What needs to be done.
Omit the images and retype the records verbatim.

### Input data

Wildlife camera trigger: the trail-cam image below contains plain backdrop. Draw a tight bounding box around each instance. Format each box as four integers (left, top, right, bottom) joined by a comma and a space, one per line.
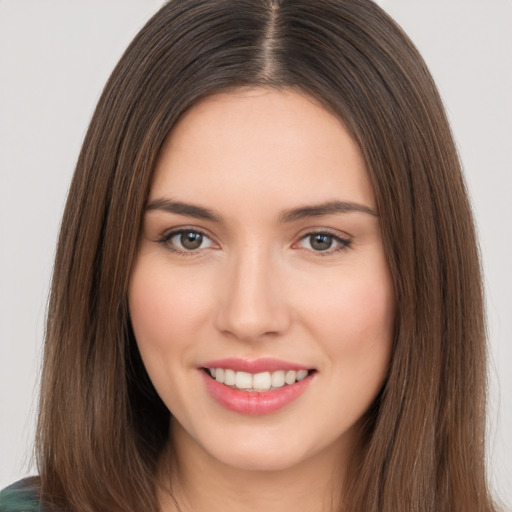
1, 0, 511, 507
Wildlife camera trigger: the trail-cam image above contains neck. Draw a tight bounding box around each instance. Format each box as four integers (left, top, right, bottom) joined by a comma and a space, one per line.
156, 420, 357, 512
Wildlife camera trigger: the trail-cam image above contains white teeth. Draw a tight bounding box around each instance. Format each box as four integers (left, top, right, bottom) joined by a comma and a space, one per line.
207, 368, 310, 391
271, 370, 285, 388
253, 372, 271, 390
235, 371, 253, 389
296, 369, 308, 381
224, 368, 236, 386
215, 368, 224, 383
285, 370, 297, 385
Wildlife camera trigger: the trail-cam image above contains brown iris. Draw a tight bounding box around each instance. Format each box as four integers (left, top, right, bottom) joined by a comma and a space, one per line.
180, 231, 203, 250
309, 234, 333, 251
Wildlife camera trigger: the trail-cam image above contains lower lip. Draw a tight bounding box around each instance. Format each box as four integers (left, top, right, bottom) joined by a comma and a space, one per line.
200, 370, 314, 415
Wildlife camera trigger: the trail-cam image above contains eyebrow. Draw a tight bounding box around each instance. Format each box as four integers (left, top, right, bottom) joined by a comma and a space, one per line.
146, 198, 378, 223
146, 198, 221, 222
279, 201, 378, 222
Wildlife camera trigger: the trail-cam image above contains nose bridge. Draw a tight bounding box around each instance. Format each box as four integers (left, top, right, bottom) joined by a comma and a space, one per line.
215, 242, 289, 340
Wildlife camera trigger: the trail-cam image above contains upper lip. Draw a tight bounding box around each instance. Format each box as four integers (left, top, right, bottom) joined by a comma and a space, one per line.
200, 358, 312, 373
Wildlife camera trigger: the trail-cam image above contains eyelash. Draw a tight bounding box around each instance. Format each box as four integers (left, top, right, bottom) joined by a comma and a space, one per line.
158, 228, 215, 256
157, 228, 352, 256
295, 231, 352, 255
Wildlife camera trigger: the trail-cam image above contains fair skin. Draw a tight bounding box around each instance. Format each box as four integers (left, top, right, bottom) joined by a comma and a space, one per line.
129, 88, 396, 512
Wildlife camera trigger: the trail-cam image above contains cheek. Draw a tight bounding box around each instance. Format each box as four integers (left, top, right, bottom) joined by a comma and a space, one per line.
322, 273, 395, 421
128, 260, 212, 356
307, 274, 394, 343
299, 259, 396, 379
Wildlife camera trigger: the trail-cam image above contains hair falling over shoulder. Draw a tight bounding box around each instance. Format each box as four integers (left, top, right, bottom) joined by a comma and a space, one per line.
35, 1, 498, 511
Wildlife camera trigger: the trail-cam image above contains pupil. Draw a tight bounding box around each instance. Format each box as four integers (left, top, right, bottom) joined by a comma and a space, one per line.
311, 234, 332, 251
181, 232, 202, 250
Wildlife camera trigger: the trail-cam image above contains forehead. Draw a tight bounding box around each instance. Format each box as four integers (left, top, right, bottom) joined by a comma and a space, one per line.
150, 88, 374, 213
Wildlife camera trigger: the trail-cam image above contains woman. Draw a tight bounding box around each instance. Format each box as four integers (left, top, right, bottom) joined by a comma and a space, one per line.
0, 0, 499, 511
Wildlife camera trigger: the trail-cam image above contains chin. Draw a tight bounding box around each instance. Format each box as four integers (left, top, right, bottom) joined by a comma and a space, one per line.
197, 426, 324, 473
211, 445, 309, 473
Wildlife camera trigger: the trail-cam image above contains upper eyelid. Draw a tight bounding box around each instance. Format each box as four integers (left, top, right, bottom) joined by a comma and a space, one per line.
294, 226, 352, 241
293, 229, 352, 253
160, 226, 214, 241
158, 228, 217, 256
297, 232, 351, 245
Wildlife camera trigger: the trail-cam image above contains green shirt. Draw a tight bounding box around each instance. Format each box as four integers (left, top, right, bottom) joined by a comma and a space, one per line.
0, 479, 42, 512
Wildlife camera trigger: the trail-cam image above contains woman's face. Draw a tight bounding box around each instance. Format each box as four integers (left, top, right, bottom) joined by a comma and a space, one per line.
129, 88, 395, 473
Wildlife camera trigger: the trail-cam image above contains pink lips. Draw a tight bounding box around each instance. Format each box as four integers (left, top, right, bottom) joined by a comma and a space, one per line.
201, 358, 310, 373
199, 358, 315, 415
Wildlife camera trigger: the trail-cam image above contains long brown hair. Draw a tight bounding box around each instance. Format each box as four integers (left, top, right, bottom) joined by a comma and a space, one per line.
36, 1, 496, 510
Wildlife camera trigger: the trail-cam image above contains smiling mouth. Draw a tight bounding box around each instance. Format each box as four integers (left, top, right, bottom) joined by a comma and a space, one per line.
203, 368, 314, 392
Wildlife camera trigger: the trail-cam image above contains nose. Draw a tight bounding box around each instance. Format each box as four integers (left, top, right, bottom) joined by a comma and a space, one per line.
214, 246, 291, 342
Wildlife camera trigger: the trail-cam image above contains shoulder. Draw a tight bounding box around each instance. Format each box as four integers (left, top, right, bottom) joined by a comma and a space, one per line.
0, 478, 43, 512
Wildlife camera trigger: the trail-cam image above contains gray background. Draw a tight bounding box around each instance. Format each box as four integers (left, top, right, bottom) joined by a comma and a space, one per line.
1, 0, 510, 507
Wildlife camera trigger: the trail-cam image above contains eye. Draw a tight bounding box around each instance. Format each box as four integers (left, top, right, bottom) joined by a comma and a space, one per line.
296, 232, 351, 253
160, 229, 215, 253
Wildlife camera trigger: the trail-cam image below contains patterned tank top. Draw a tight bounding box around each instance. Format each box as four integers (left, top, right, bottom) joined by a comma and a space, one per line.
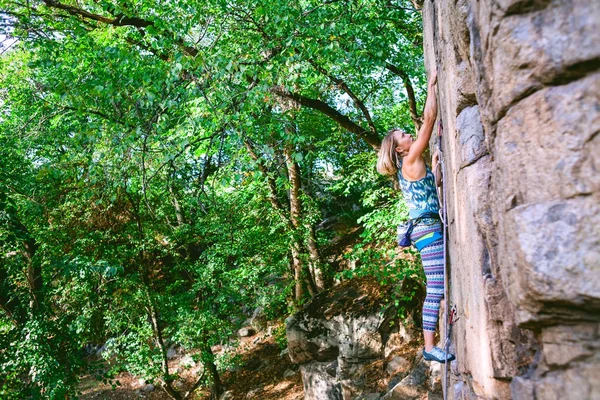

######

Response.
Wildlife camera trigger: the trail-cam image below contains plain backdrop. Draw a tight bounding box around each instance. Format each box as four integers (left, top, right, bottom) joined by a comma and a space, one per line.
1, 0, 511, 507
Wildlife camera trigger: the trail-cam image above contains neck. Draw a tight bounding box around each instance. Format each box as four integers (left, top, right, bottom) joined by a comma and a space, one per line.
156, 420, 357, 512
Wildlife camera trigger: the trail-cam image above contains white teeth. Draw a tight bounding box around each instance. Format each box as four integers (left, top, right, bottom) joined by a comma and a space, one per line.
207, 368, 310, 391
271, 370, 285, 388
253, 372, 271, 390
235, 371, 253, 389
296, 369, 308, 381
224, 368, 236, 386
215, 368, 224, 383
285, 370, 297, 385
Wildlife camera trigger: the trail-cam image above contains brown iris. Draw a tight bounding box around each instance. Format each box as four integers (left, top, right, bottom) joined by a comma and a space, one per line.
180, 231, 203, 250
309, 234, 333, 251
Wildlife camera trigger: the trail-cam image above contains lower lip. Draw a tight bounding box around each instance. Format each box as four integers (left, top, right, bottom) joined by a comma and a space, one per line.
200, 370, 314, 415
Wildlife camera trigger: the trail-cam image above contains eyebrow. Draw a tight bounding box around each instance. Format each box as four integers (left, top, right, bottom) joined by a comma and a space, one per line.
146, 198, 378, 223
146, 198, 221, 222
279, 201, 378, 222
Wildlife camera trigger: the trail-cam image above contains nose bridge. Draw a tight bounding box around each instance. Format each box as four integers (left, top, right, bottom) joined by a comma and a space, one per line.
215, 242, 289, 340
Wildlife camera trigger: the trail-cam image above contains upper lip. Draw a tight bounding box around each instance. Format each box as four integers (left, top, right, bottom) joined by a comma and a space, one per line.
200, 358, 312, 373
Wildlife camera trigger: the trail-cam image above contains eyelash. Draw a tight bounding box around each instance. Format each box as four integers (left, top, right, bottom) joined by a comma and a space, one per line.
158, 228, 215, 256
157, 228, 352, 256
295, 231, 352, 255
Wildlife camera trigger: the trail-cam image above contains fair skin. Draw a tight bounding box around each instance. Format each box as four integers (left, top, right, bottom) joined by a comma and a space, one per line.
129, 88, 396, 512
Wildlife camera trigger: the trail-cam image above contains cheek. Draw a tight bounding box around each instance. Format each box as four integers (left, top, right, bottom) joined by a comma and a space, one per line.
322, 273, 395, 421
128, 260, 212, 356
307, 274, 394, 343
299, 259, 396, 379
Wildlife camera trigger: the trail-cam image above contains hair falling over shoulder. Draw a tight bounding box around each instance. Format each box as four integers (left, top, right, bottom) joined by a comma and a space, one per line.
35, 1, 498, 511
Wildlife camera trigger: the trail-cam image above contains pupil. Draw a tight bounding box around each instance. Format each box as four integers (left, top, right, bottom) joined by a comma and a space, one per line.
311, 234, 332, 251
181, 232, 202, 250
Wildlife camera trigger: the trail-cam image above contains forehead. Draw a tight bounding box around each instance. Format each box as four integers (left, top, right, bottom) joined by a comma and a space, one per line.
150, 88, 374, 213
Wildlife camera trigger: the trail-cam image above contains woman. Draw a tight bounding box around each instance. Format each box as four integers (left, top, right, bottom) joined by a comma and a space, one per line.
0, 0, 499, 511
Wildlife camera trigger: the trail-cam image above contains chin. Draw a tight bounding box around each instance. Format each box as four integers (left, top, right, bottom) joined by a comma and a space, one per line.
197, 426, 324, 473
211, 445, 309, 473
Wildlife camera trigger: the trail-cam image above contains upper eyelid. Draw a tight bounding box around each instance. Format each box as four integers (left, top, right, bottom) joined by a comma and a space, one per line.
294, 226, 352, 241
293, 229, 352, 253
160, 226, 214, 241
158, 228, 217, 256
297, 232, 351, 245
Wildlife camera trigger: the trail-cam image above contains green shirt. Draw a tight bounding box around each instance. Format each box as four integers (left, top, right, bottom) joined by a comma and a space, one per line.
0, 479, 42, 512
Wildlife camera trigger: the trail-cam image above contains woman's face. Draw a tight bounding box around each instance. Format each box as four integers (left, top, right, bottom) joined by a comma and a space, one per line.
129, 88, 395, 473
Wildlife camera trigger: the trail-cam image above contains pink lips. Draw a tight bounding box around each instance. Format each box as four integers (left, top, right, bottom) joined by a comma and a space, one per line.
201, 358, 310, 373
199, 358, 315, 415
Wildlife camera trigger: the trail-cam image above contains long brown hair. Draw a tight bounding box around each instance. Format each box as four integers (left, top, right, bottom) joined by a comma and a space, one per line.
36, 1, 496, 510
Wildlife camera trigger: the trail-cam image above contains smiling mouth. Draw a tight bounding box around each instance. Format each box as four integers (left, top, right, bottom) joined by a comma and a space, one per line.
203, 368, 314, 392
Wildlife camera trigger: the trail-cam image above contains nose. Draw a tight bounding box around each instance. Format each box as four integers (left, top, right, bottom) joined by a comma and a space, one per line.
214, 246, 291, 342
Wildlife camera trigger: the trail-cam image above contains shoulder. Draw a tight bounding box around each instance. Format each box as four integers (left, top, right, bottom) joined by a comma and a space, one per line.
0, 478, 43, 512
Wildlife camera trigger: the trail-cam image above contains gray background. Draw a tight bounding box around each instance. Format each box as four integers (left, top, right, bottom) joined by a comma and a space, one per line.
1, 0, 510, 507
Wildlife camera trigger: the trail-cam image above contains eye. Draw a tight bounding box around each instance. Format each box as four integers (left, top, right, bottom) joined by a comma and a space, one per line.
296, 232, 351, 253
160, 229, 215, 253
Wildlife camera trigger: the trail-cam image below contains patterned tank top. Draw a tight bounding box around each instance. Format each box as four integers (left, top, right, bottom) joined by a comma and a space, one per line.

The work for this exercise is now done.